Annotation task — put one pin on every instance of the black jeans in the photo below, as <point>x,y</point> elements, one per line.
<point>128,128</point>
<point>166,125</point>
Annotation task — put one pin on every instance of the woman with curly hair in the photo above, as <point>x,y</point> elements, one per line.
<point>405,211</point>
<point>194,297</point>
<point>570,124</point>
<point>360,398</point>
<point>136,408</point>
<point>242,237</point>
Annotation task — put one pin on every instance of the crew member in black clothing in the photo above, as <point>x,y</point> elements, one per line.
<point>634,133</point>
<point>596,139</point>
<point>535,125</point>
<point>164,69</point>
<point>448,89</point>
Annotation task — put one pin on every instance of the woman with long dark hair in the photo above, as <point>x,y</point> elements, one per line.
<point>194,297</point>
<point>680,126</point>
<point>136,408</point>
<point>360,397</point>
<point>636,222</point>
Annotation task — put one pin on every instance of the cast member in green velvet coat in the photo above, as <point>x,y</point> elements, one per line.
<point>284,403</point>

* [What is being asked]:
Reproduce all of the items above line by line, including each item's wording, and offset every x and y coordinate in the answers by -110.

* [Complete response]:
Annotation task — put one pin on every instance of the black jeans in the photo below, as <point>x,y</point> elements, one per line.
<point>18,18</point>
<point>56,15</point>
Annotation task — put one pin on every instance of the woman with curly hair in the photo above, as <point>x,y</point> elements, one per line.
<point>295,101</point>
<point>84,187</point>
<point>460,14</point>
<point>250,288</point>
<point>26,298</point>
<point>132,127</point>
Annotation task — put one pin on every instance of the crew member in black clothing in the photo above, as <point>x,y</point> elements, one per line.
<point>524,23</point>
<point>486,29</point>
<point>425,15</point>
<point>54,-41</point>
<point>338,-21</point>
Annotation task — put one pin on every instance of the woman with long dark hair in the photo above, as <point>x,y</point> elements, one per line.
<point>84,187</point>
<point>570,16</point>
<point>26,298</point>
<point>250,287</point>
<point>526,112</point>
Annotation task — put one pin on every instance of the cast member in green velvet coat in the photo above, as <point>x,y</point> elements, one per line.
<point>174,293</point>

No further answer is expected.